Excerpts from point annotation data:

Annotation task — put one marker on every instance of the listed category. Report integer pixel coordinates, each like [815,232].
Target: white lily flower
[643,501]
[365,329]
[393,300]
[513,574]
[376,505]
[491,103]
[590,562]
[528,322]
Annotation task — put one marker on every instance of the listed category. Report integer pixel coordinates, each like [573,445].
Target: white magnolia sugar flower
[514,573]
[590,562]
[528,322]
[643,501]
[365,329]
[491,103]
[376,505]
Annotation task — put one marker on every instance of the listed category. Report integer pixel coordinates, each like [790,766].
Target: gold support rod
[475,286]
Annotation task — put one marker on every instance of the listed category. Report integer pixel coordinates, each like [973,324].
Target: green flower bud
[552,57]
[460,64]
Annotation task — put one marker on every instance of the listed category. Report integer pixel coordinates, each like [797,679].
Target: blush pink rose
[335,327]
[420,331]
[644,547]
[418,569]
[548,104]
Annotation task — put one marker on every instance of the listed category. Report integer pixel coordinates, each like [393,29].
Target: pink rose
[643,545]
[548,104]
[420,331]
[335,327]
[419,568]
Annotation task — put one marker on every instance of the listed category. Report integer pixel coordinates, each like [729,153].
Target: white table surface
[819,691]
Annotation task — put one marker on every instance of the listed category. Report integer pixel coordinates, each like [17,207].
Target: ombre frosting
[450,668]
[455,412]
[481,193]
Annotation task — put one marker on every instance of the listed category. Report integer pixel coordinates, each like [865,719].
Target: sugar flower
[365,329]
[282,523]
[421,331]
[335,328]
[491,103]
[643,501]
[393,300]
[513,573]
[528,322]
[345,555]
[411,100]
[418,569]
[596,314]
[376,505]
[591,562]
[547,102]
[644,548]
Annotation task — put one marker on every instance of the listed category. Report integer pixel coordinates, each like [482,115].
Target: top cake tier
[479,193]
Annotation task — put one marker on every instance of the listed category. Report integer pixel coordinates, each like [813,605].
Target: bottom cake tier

Given exercise:
Copy the entries above exactly, leaving none out.

Output for this exercise:
Annotation task — put one marker on every instance of the listed category. Report integer pixel coordinates, each like [815,232].
Target: white lily flower
[643,501]
[365,329]
[393,300]
[513,574]
[376,505]
[491,103]
[590,562]
[528,322]
Annotation task — put one marker on every instance of the listed category. Report integer pixel coordinates, each like [573,445].
Target: white magnolia sugar flower
[514,573]
[590,562]
[528,322]
[643,501]
[365,329]
[491,103]
[376,505]
Annotation task — put one marker on every instance of the listed category. Report integer pixel coordinates, each like [790,766].
Target: gold support rod
[475,286]
Annotation task — put one marker on every instance of the listed category. Report integer pixel coordinates, each like [973,324].
Target: green flower bud
[552,57]
[460,64]
Annotation task — put one marker on every instance of the listed category. Report integer pixel coordinates, each like [797,679].
Target: blush pink rose
[335,327]
[420,331]
[644,547]
[418,569]
[548,104]
Annotation task — put one marker on every instance of the listed category. Report integer pixel coordinates, each like [393,29].
Target: pink rose
[643,545]
[548,104]
[420,331]
[335,327]
[419,568]
Annotation task — put one marker on every instance of the listed category. Report integer pixel coordinates, each like [729,153].
Target: white table surface
[819,691]
Annotation task — put one marker on every instance of the listed category. Report integer pixel coordinates, each like [17,207].
Target: ombre frosting
[450,668]
[455,412]
[481,193]
Annotation task — put one marker on every instance of the listed category. Report integer pixel coordinates, each like [865,719].
Target: sugar flower
[365,329]
[282,523]
[421,331]
[335,328]
[491,103]
[643,501]
[393,300]
[513,573]
[528,322]
[345,555]
[411,100]
[418,569]
[596,314]
[376,505]
[591,562]
[547,102]
[644,548]
Annotation task — put one marker on every instance of the listed category. Report integer pixel coordinates, each like [482,115].
Target: top cake tier
[479,193]
Annotation task — put one marker on every instance of the listed category. Report integer pixel coordinates, each like [813,605].
Target: bottom cake tier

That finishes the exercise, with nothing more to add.